▶ _The task_: The response should consist of every line below, restated exactly, with no pictures.

◆ ◆ ◆ ◆

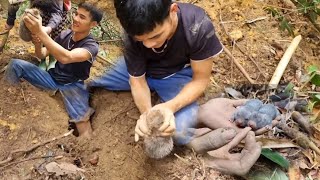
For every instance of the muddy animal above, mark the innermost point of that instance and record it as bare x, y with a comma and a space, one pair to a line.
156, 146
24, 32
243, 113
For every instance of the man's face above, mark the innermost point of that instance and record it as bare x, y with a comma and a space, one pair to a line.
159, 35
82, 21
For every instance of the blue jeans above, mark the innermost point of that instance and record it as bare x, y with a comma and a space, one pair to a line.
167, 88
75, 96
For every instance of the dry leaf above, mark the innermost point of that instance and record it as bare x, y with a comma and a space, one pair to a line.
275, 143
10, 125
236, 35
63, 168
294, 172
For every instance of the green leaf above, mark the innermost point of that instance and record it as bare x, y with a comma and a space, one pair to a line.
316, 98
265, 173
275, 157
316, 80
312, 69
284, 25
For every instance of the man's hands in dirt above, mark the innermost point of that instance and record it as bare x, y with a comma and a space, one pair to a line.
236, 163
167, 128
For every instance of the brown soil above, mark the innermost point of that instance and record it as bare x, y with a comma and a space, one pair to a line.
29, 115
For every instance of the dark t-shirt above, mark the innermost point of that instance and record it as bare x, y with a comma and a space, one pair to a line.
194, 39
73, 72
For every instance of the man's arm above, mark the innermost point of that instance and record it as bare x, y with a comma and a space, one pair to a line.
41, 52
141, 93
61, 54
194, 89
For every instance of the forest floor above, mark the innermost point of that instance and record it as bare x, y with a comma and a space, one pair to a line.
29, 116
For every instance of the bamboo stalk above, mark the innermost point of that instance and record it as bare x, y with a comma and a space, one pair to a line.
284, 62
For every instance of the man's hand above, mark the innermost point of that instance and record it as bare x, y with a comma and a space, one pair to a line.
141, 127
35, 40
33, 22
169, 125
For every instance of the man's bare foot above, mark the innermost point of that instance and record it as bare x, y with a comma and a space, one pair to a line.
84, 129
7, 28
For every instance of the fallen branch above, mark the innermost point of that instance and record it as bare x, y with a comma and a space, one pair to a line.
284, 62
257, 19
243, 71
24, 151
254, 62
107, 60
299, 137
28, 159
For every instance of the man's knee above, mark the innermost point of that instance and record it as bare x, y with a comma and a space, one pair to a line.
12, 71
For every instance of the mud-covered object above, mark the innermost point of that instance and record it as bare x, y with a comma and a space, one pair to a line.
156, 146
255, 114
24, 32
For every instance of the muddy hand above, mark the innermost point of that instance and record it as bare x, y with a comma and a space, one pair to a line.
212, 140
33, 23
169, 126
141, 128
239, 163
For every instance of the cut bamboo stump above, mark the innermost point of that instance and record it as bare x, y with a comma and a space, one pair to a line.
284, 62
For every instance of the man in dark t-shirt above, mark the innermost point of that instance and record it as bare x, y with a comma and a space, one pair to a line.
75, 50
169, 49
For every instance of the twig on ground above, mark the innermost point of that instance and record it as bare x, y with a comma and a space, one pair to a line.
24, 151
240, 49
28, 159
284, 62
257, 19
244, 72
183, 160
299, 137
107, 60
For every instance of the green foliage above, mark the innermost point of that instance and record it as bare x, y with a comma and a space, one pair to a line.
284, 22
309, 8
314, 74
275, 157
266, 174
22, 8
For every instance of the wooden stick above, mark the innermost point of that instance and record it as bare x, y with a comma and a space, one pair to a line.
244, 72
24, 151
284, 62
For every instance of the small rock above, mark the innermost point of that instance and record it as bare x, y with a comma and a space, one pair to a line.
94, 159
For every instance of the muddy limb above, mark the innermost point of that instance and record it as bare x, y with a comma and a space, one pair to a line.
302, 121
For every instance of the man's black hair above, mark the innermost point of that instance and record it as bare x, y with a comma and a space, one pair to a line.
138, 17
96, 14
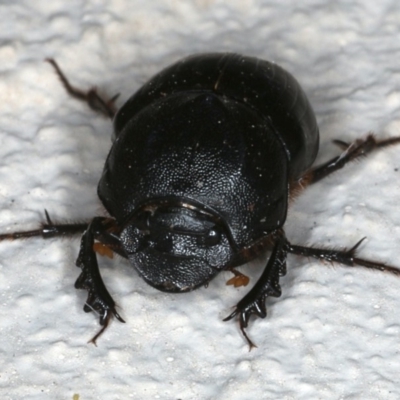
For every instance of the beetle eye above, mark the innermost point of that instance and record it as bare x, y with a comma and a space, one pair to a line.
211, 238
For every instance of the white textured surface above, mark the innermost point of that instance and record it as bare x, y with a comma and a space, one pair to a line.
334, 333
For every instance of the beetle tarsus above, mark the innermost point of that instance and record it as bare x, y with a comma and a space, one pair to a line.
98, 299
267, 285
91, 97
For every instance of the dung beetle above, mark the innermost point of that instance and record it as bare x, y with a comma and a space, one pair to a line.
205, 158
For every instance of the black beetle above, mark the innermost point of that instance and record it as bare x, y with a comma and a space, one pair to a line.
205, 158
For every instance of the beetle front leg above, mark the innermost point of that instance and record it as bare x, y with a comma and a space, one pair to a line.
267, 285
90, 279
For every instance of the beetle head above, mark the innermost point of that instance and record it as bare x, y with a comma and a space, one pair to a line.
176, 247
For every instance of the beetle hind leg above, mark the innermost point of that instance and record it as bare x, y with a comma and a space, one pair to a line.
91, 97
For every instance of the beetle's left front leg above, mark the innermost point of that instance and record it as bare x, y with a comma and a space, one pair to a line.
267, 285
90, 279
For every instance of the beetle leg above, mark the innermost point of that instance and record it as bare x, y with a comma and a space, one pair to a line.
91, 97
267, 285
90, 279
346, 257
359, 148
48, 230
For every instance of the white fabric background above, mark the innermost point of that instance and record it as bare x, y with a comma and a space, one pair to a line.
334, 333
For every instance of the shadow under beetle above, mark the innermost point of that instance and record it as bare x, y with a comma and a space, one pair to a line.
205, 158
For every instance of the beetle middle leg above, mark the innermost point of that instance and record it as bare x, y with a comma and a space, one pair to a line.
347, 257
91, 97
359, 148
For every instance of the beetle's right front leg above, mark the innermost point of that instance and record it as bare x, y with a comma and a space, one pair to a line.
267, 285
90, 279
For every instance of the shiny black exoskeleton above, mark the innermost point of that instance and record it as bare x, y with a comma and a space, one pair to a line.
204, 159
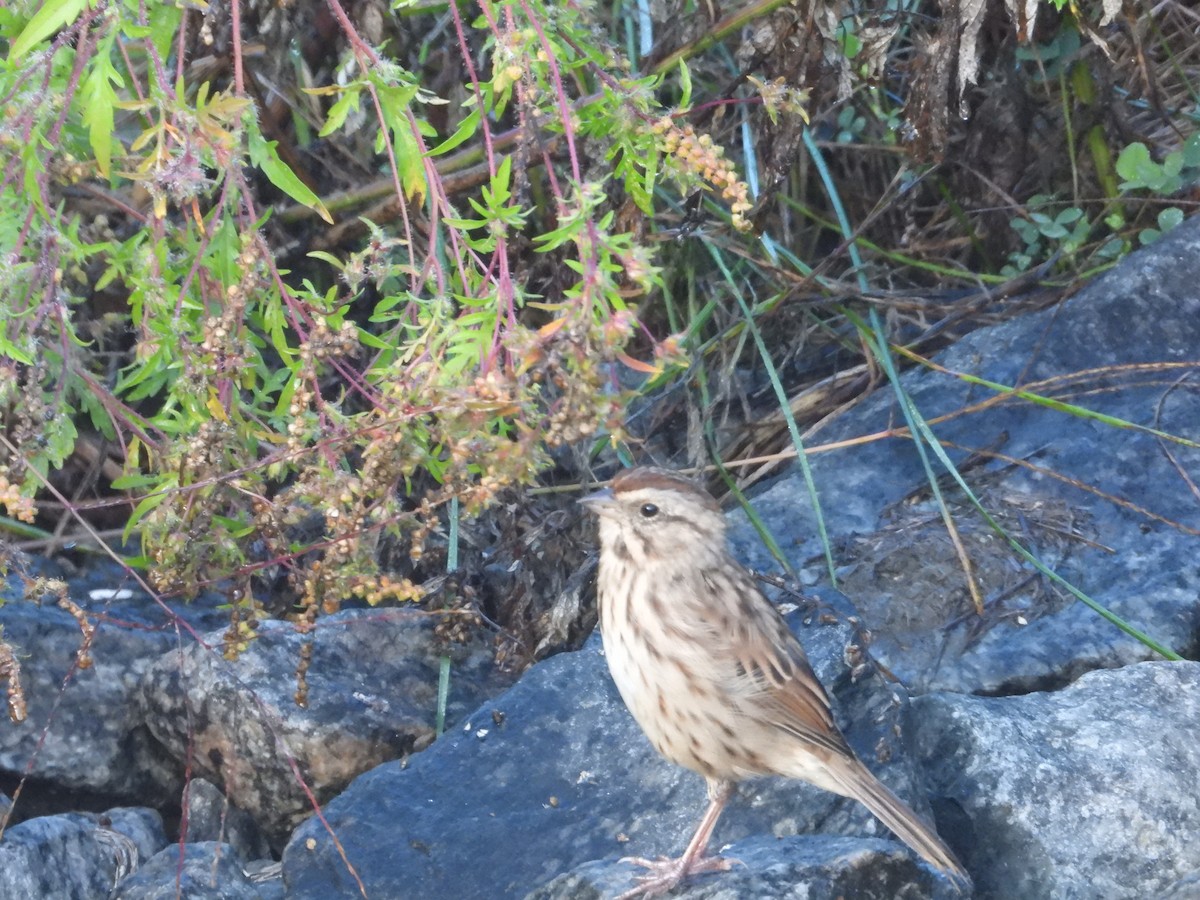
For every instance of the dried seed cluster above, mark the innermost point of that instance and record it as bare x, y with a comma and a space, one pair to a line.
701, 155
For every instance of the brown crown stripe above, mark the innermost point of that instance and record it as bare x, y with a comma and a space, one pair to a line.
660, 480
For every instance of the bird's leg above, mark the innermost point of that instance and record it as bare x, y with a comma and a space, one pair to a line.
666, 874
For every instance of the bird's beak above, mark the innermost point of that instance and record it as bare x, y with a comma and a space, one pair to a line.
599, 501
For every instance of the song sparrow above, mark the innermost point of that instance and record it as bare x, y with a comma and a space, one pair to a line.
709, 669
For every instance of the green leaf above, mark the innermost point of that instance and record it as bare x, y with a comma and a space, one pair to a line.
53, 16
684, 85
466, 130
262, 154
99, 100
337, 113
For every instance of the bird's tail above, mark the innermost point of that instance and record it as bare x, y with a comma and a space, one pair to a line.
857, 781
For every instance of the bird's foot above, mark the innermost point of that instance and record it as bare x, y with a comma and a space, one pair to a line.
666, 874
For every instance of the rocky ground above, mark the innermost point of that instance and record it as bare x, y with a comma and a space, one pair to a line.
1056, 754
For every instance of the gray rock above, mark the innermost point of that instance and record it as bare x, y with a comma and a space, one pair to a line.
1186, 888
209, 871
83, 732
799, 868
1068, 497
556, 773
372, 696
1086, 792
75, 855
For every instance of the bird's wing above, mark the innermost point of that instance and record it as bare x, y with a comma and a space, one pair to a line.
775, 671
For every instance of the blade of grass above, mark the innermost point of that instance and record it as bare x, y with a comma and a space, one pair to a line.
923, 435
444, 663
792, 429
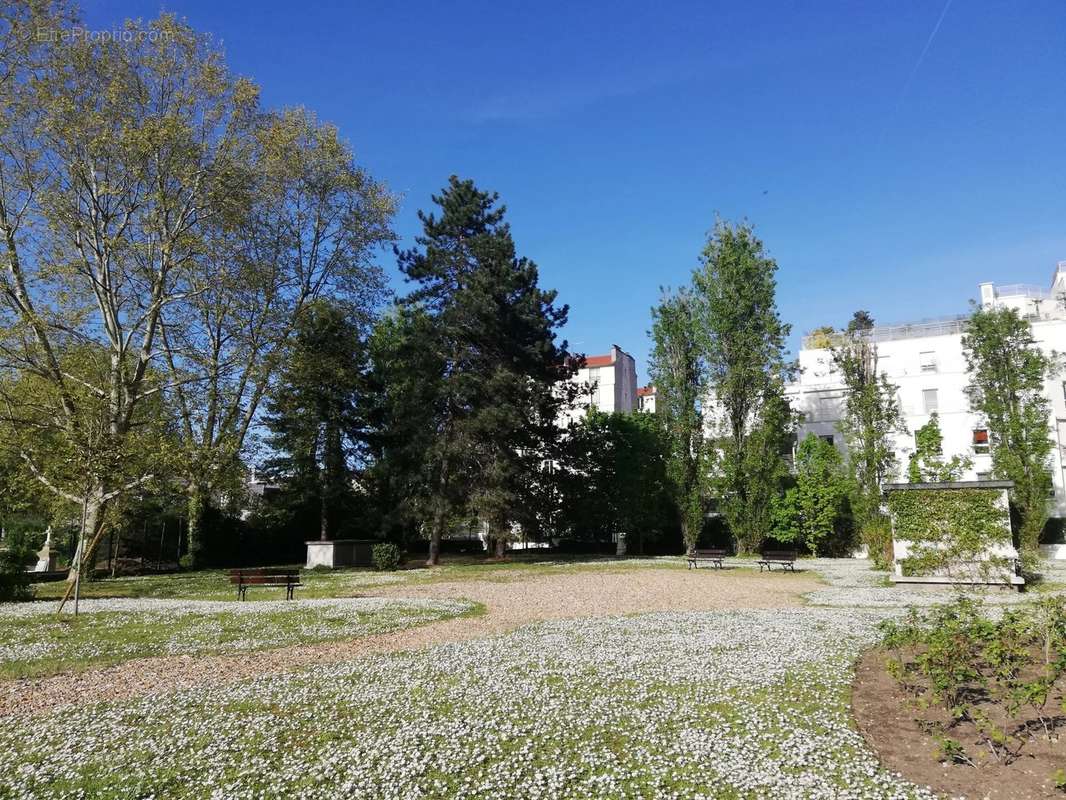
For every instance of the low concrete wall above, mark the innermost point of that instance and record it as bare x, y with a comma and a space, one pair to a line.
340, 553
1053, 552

◆ ◆ ◆ ◆

▶ _Exercise answer_:
For every instance of the muddy animal above, mark the innermost point of that instance and record it as bare x, y with a comma and a space, one pair to a line.
156, 146
24, 32
243, 113
For every instance of the man's face above, mark the innermost point of that instance and record it as bare x, y with a comma and a space, one pair to a line.
159, 35
82, 21
For every instance of the blue jeans above, mark the innermost point of that instance and record it as bare x, y with a comma and a space, one pair to a line.
167, 88
75, 96
For every instance of the dry leaf above, mark the innermost point of that instance and record it as bare x, y with a comma and a space, one pair to a line.
275, 143
10, 125
236, 35
63, 168
294, 172
For every instance of the green leaf above, mark the innermost point of that instance and record it as bare x, y with a comma and a space, one pair to a line.
316, 98
265, 173
275, 157
316, 80
312, 69
284, 25
For every instance of the man's hands in dirt above, mark the innermost point of that instance and record it as bare x, y with a comma and a space, one pair to a line.
236, 163
167, 128
For every instance of the brown soil above, mark the innermost point of that instance and record it as bare x, y with a comma and a space, one pair to a line.
29, 115
For every instance of the dark t-shirt above, mark the innermost point of that instance and record it as bare x, y with a comma and a space, one pair to a line.
194, 39
73, 72
For every instance of the man's arm above, mark the innermost point of that instance and record it as bare x, y with a comma and a space, one pair to a line.
41, 52
141, 93
61, 54
194, 89
For every instance of the forest floor above, mark the innermost point of that instance and record it as bare x, y with a comma and a space, one pair to a line.
29, 116
For every instance of the bamboo stalk above, mark the innermost point of that instance and record it as bare x, y with a comma and a space, one pair to a line.
284, 62
For every instance of the man's hand above, mark the innermost point of that instance and record it as bare x, y with a comma and a space, one pair to a line.
141, 127
35, 40
33, 22
169, 125
For every instance of the man's bare foot above, mark the innermost point of that instance and record it as bare x, y with a comma and a space, one pair to a line.
84, 129
7, 28
For every instance of the fallen branch above, mark the innermost point of that instance and record it as bare x, y with a comma and a space, one pair to a line.
284, 62
257, 19
243, 71
24, 151
254, 62
107, 60
299, 137
28, 159
For every instance of the man's knee above, mark the innermost point of that instance and record it as bare x, y with a comma and a space, one pair to a line.
12, 71
For every instance of the mud-covered object above, mark the innermost point of that instance and record it as bare x, y with a comma and a space, one pair to a line.
156, 146
255, 114
24, 32
For every instance of the muddy hand above, mark the innermost point of that instance and record it as bare x, y with a comma and a space, one pair to a line.
212, 140
33, 23
169, 126
141, 128
239, 163
For every instance of the cut bamboo stump above, mark the innermost point of that instance and record it as bare x, y with a comma and a space, one pair to a line.
284, 62
For every instance of the man in dark t-shirt above, mark the innermost point of that instance and record it as bare x, y with a comma and a space, one pair to a line.
75, 50
169, 49
For every instance of the twig on ground above, mark the innermost point of that instance and record it as bare x, y with a comma and a space, one pair to a line.
24, 151
240, 49
28, 159
284, 62
257, 19
244, 72
183, 160
299, 137
107, 60
For every instance of the green foliage above, mark the innermost point of that instance and record it as bare x, y with a comma and a space, one pair to a line.
284, 22
309, 8
314, 74
275, 157
266, 174
22, 8
For every instance of the wooden stick above, mark the innermost point of that instance and record it as bare x, y with a comma and a space, one pair to a line.
244, 72
24, 151
284, 62
For every instance of the small rock above, mark the innermost point of that instance and record it as bare x, y with a comma and a space, one pair to a line.
94, 159
For every instance of the muddy limb above, mark the innermost point of that instance and record it as bare x, y with a comma and a space, one pair to a line.
302, 121
For every instance of the man's black hair above, mark the innermost point of that instance and record it as bare x, y with a comma and a space, one pair to a line.
138, 17
96, 14
For every instance of the beetle eye above, mark the innermost point of that instance and record it as bare x, y with a comma and a space, one pair to a line.
211, 238
For every instance of the white textured surface above, mark the innermost point of that instance and record it as bare x, y with a comma and a space, one pair to a line.
334, 333
For every instance of the beetle tarsus above, mark the innermost point of that instance and record it as bare x, y with a comma and a space, one pair to a line.
98, 299
267, 285
91, 97
For every instance of the dung beetle above, mark the innermost point of that instance and record it as bare x, y with a comma and a space, one pair to a line.
205, 158
For every instance of the black beetle above, mark the innermost point of that instance and record it as bare x, y with a comma and a space, one pair to a line.
205, 158
For every instance of the beetle front leg above, mark the innermost point of that instance and record it as bare x, y with a comma and a space, one pair to a line.
267, 285
90, 279
For every instance of the beetle head above, mark the innermost point of that instance and record it as bare x, y with a comma and a space, one pair to a line.
176, 247
For every instance of the beetle hind leg above, mark the innermost point of that instance and record it as bare x, y with a comma and a space, one pair to a line.
91, 97
For every instance of the beetle's left front leg above, mark the innermost point of that instance and record it as bare x, y with a comma and a space, one pair to a line.
267, 285
90, 279
For every instance of the beetle leg above, mark the innermost point of that instance and record it as bare x, y with a comma and a space, one pair to a line.
91, 97
267, 285
90, 279
346, 257
359, 148
48, 230
For every instance of the white fabric background above, mark the innermost point of that instance and record it as bare x, y with a comma and a space, one pair to a line.
334, 333
For every instance of the shadow under beetle above, mark the innermost point of that instance and record it as bare x, y with a comma and a space, one pair to a line.
205, 158
For every instance of the beetle middle leg above, mark the innermost point of that instance and record it as bare x, y with a comma and a space, one pair to a line.
347, 257
91, 97
359, 148
For every instance of the beetle's right front leg above, mark the innermost point of that instance and record it as bare x, y with a comma and a space, one pair to a line.
267, 285
90, 279
For every instance of the shiny black exoskeleton above, mark the innermost point of that instance and record it as bare x, y with a comma and a space, one pair to a line.
204, 159
For every instance of the dried seed cluster above, mark the innermost point of that instance and record it as bare x, y with a comma and a space, one pair to a line.
701, 155
For every instance of the brown crown stripe above, mark the innermost point of that instance and record it as bare x, y with a comma and a space, one pair to a line.
660, 480
For every instance of the bird's leg above, mark the innermost point of that instance and record it as bare x, y with a comma and a space, one pair to a line.
666, 874
For every instance of the bird's beak above, mark the innermost point of that instance and record it as bare x, y with a comma and a space, one pair to a line.
599, 501
For every instance of the song sparrow above, mark the innermost point of that instance and record it as bare x, y with a comma and a space, one pair to a line.
709, 669
For every instance of the green leaf above, mark the innermost point of that instance and record it as bare x, y with a comma and a space, one pair to a line.
53, 16
684, 85
466, 130
262, 154
99, 100
337, 113
For every instance of the bird's tail above, mark the innermost point of that instance and record it as bare x, y with a comma and a space, one pair to a line.
857, 781
For every instance of the bird's foot above, mark the innermost point of that instance and record it as bare x, y with a comma and a space, one pair to a line.
666, 874
For every instance of the rocky ground above, mark the innermost point of that instance and record it as bare x, y with a comma and a space, one pair to a line.
1056, 754
For every instance of the gray rock above, mark the innermost point of that instance and record it as bare x, y with a comma and a space, one pair to a line.
1186, 888
209, 871
83, 732
799, 868
1068, 497
556, 773
372, 696
1086, 792
75, 855
For every instance of the bird's wing above, mark the innermost point of that instance and record it as bare x, y with a comma and a space, one pair to a line.
775, 671
For every instance of the blade of grass above, mark the innermost point of that instance and record it as bare x, y with a comma and a space, one pair to a line.
923, 435
444, 663
792, 429
For every instance of the low concrete wall above, mark the innermost point of that instance and record it as bare x, y with a comma and a space, one pair to a line.
340, 553
1053, 552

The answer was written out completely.